-- Opening Marker --
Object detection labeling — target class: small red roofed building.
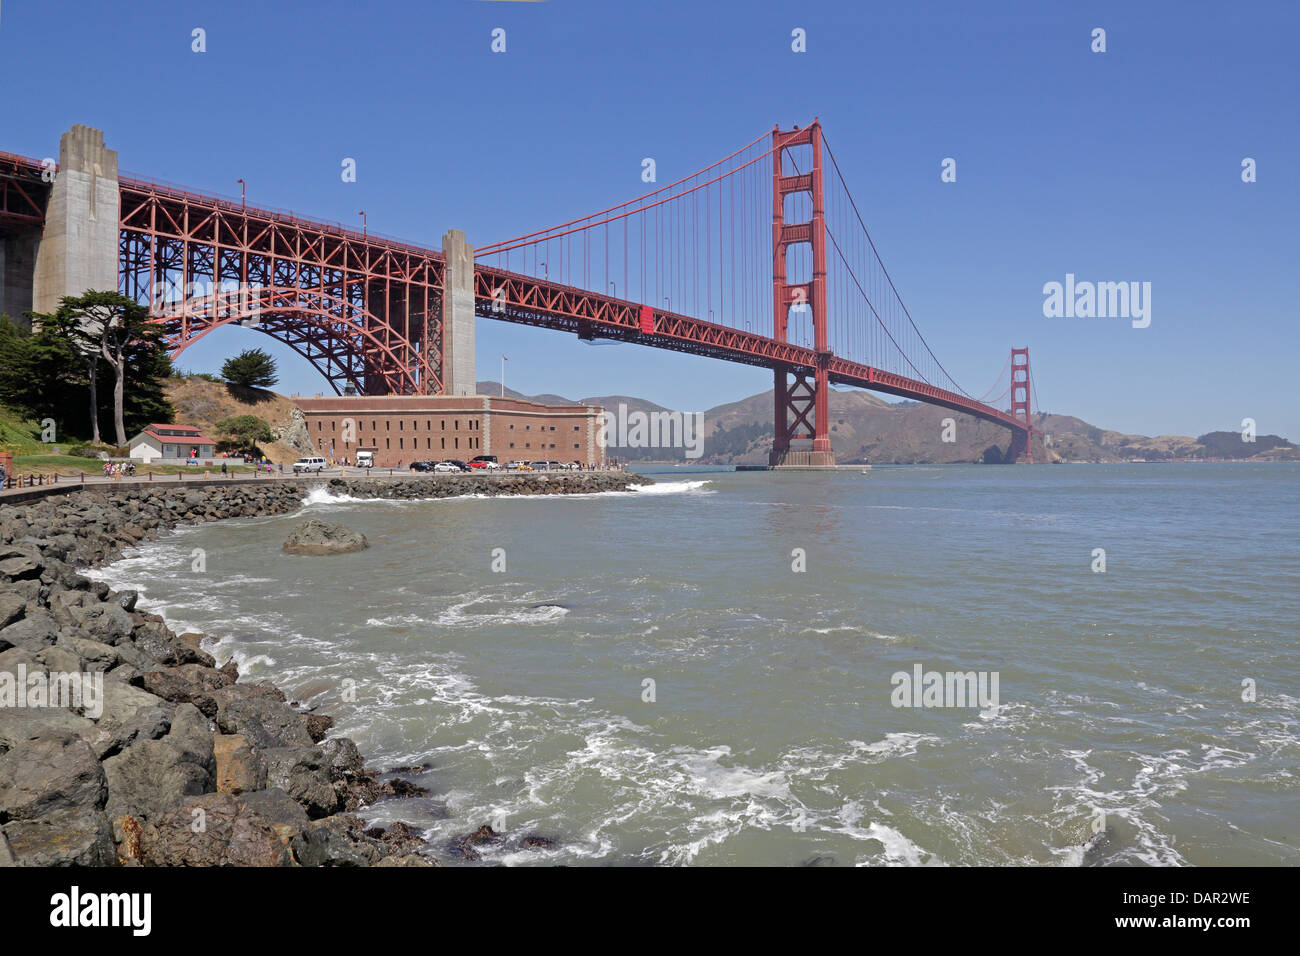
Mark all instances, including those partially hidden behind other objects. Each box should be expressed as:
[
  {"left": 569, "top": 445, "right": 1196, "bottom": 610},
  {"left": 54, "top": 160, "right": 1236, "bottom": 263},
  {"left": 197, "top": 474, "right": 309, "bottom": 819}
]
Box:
[{"left": 128, "top": 424, "right": 218, "bottom": 464}]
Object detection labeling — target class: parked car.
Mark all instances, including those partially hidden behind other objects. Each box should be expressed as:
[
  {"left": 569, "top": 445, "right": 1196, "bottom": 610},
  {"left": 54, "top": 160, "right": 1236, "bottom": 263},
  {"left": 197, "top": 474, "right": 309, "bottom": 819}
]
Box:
[
  {"left": 506, "top": 461, "right": 532, "bottom": 471},
  {"left": 292, "top": 457, "right": 327, "bottom": 474},
  {"left": 529, "top": 461, "right": 550, "bottom": 471},
  {"left": 567, "top": 461, "right": 584, "bottom": 470},
  {"left": 433, "top": 461, "right": 461, "bottom": 474},
  {"left": 355, "top": 451, "right": 374, "bottom": 468},
  {"left": 469, "top": 455, "right": 499, "bottom": 470},
  {"left": 446, "top": 459, "right": 470, "bottom": 472},
  {"left": 408, "top": 460, "right": 437, "bottom": 472}
]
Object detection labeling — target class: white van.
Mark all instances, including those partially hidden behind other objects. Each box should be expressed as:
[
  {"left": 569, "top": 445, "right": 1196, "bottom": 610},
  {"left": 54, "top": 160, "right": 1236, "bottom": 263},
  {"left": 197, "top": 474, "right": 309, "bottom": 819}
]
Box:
[
  {"left": 355, "top": 451, "right": 374, "bottom": 468},
  {"left": 292, "top": 457, "right": 327, "bottom": 474}
]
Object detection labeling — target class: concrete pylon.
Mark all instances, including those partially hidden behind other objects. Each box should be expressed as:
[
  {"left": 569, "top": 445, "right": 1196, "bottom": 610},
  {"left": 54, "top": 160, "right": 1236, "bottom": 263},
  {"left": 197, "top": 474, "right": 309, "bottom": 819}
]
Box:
[
  {"left": 441, "top": 228, "right": 476, "bottom": 396},
  {"left": 32, "top": 125, "right": 120, "bottom": 314}
]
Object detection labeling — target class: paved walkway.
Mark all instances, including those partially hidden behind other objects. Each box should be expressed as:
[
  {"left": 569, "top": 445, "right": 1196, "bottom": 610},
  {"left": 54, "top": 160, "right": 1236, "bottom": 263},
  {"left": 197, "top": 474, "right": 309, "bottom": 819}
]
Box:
[{"left": 0, "top": 466, "right": 622, "bottom": 499}]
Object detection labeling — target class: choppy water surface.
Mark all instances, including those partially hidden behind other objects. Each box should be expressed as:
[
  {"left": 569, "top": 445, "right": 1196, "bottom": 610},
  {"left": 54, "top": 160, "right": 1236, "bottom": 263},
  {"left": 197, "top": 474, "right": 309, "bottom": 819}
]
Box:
-- Closing Marker --
• Exercise instructions:
Check each line of the listing above for the string "target". Report only how many have it.

• Answer area:
6